Maritim adalah masa depan Bangsa Indonesia. Berkait dengan maritim, sebuah konsep yang diperkenalkan oleh Presiden Joko Widodo adalah Global Maritime Fulcrume (GMF),merupakan sarana untuk memanfaatkan kekuatan dan sumber daya .Maritim negara Indonesia. “GMF ini secara substansi menjadi penting untuk dilihat kembali di periode ke 2 kepemimpinan Joko widodo. Posisi LIPI selain melakukan riset juga membutuhkan kemitraan dan kolaborasi dari semua pemangku kepentingan terkait GMF ini,” tutur Deputi Bidang Ilmu Pengetahuan Sosial dan Kemanusiaan LIPI, Tri Nuke Pudjiastuti. Dirinya menegaskan, secara global GMF ini menjadi penting untuk dilihat dan diangkat kembali menjadi salah satu kekuatan Indonesia di dalam upaya melihat posisi Indonesia yang cukup kuat dalam sentralitas ASEAN utk kepentingan Indonesia di Asia Pasifik.
Nuke menjelaskan, secara akademis GMF merupakan salah satu isu stategis untuk di kaji dari sisi bagaimana: diplomasi ekonomi Indonesia kedepan, posisi Indonesia pada kerangka Asean dan Indopasifik, serta Indonesia berperan pada kerangka perbatasan, jelas Nuke, pada acara Global Maritime Fulcrum in Jokowo’s 2nd dengan tema “Enhancing Strategic Clarity and Policy Conten”. Kamis, (5/3) lalu di Jakarta. Kegiatan ini merupakan kerjasama LIPI dan Foreign Policy Community of Indonesia (FPCI). Harapannya melalui diskusi ini, dapat mesinergikan dalam membangun wacana dan menjadi bagian dari sesuatu yang diperhitungkan di dalam penelitian atau kegiatan akademik lainnya. “targetingnya adalah didalam ilmu sosial, artinya kita bisa mempengaruhi perubahan kebijakan kedepan bagimana kepentingan nasional itu bisa dioptimalkan,” jelas Nuke.

__Entri tersimpan__.
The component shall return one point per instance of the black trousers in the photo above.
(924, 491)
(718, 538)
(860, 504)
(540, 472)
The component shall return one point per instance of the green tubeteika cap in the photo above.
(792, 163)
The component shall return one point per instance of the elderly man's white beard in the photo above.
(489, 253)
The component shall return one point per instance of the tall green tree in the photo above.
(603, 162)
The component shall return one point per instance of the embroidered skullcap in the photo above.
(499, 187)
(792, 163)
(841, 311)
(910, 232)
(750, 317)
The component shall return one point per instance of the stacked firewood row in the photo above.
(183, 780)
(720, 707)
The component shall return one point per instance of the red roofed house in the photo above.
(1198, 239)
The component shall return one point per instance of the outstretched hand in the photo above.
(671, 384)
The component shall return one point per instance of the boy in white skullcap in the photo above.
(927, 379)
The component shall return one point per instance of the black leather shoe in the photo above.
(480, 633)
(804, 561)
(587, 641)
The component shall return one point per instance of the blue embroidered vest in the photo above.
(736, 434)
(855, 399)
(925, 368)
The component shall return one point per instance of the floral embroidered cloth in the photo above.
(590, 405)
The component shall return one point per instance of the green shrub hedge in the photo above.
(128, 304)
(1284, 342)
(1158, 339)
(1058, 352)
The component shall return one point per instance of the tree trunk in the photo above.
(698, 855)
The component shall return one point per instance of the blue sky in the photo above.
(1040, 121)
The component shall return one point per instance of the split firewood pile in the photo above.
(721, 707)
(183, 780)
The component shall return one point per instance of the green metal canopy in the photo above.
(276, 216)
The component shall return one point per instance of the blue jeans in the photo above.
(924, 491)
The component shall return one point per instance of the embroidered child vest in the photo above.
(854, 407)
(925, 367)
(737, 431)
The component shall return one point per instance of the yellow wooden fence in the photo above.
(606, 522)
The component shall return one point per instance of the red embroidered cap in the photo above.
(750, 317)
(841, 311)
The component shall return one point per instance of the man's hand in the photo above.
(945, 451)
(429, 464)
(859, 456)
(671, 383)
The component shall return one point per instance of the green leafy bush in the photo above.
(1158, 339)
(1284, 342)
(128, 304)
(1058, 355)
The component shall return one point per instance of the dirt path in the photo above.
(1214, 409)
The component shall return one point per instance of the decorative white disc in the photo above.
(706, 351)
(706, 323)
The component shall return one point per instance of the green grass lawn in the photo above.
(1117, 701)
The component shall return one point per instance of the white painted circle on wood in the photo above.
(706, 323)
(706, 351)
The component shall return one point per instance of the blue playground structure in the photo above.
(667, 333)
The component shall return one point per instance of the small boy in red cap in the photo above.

__SOAL LATIHAN 1__. Ketik ulang bagian teks tentang GMF yang diawali kata-kata "Maritim adalah masa" dan diakhiri kata-kata "di Asia Pasifik.", tanpa mengubah apa pun.
__SOAL LATIHAN 2__. Apakah setiap pernyataan berikut sesuai dengan teks tentang GMF? Jawab ya atau tidak, lalu kutip kata-kata penentunya dari teks itu persis sama. (a) Acara diskusi tersebut merupakan kerja sama LIPI dan FPCI. (b) Konsep GMF diperkenalkan oleh Tri Nuke Pudjiastuti. (c) Acara diskusi tersebut berlangsung di Surabaya.
__SOAL LATIHAN 3__. Bagaimana teks tentang GMF akan berlanjut? Teruskan teks itu mulai setelah kalimat terakhirnya.
Baris-baris di atas sama sekali tidak berperan di sini.

__JAWABAN TERTULIS 1__.
Maritim adalah masa depan Bangsa Indonesia. Berkait dengan maritim, sebuah konsep yang diperkenalkan oleh Presiden Joko Widodo adalah Global Maritime Fulcrume (GMF),merupakan sarana untuk memanfaatkan kekuatan dan sumber daya .Maritim negara Indonesia. “GMF ini secara substansi menjadi penting untuk dilihat kembali di periode ke 2 kepemimpinan Joko widodo. Posisi LIPI selain melakukan riset juga membutuhkan kemitraan dan kolaborasi dari semua pemangku kepentingan terkait GMF ini,” tutur Deputi Bidang Ilmu Pengetahuan Sosial dan Kemanusiaan LIPI, Tri Nuke Pudjiastuti. Dirinya menegaskan, secara global GMF ini menjadi penting untuk dilihat dan diangkat kembali menjadi salah satu kekuatan Indonesia di dalam upaya melihat posisi Indonesia yang cukup kuat dalam sentralitas ASEAN utk kepentingan Indonesia di Asia Pasifik.

__JAWABAN TERTULIS 2__.
(a) Ya: "Kegiatan ini merupakan kerjasama LIPI dan Foreign Policy Community of Indonesia (FPCI)."
(b) Tidak: "sebuah konsep yang diperkenalkan oleh Presiden Joko Widodo adalah Global Maritime Fulcrume (GMF)"
(c) Tidak: "Kamis, (5/3) lalu di Jakarta."

__JAWABAN TERTULIS 3__.
Pada kesempatan yang sama, Deputi III Bidang Koordinasi Infrastruktur, Kemenko bidang Kemaritiman dan Investasi, Ridwan Djamaluddin, mengatakan tentang Indonesia menjadi ‘Poros Maritim’ dunia?. “ Ini juga memimpikan Indonesia sebagai hubungan untuk konektivitas antara Pasifik dan Samudra Hindia, yang menghubungkan Asia ke seluruh dunia. Namun untuk menjadi poros maritim dunia, dengan kondisi sekarang sangat sulit,” jelasnya. Dirinya menyebutkan, saat ini pusat ekonomi dunia adalah China yang mencanangkan One belt Policy.
Pandangan lain menurut Djamaluddin, kalau melihat posisi Indonesia memang menjadi alur pelayaran yang sangat strategis.” Indonesia memiliki marine biodversity yang sangat khas dan kaya, yang tidak dimiliki negara lain. Kondisi inilah yang menjadi perhatian Indonesia,” tegas Djamalludin.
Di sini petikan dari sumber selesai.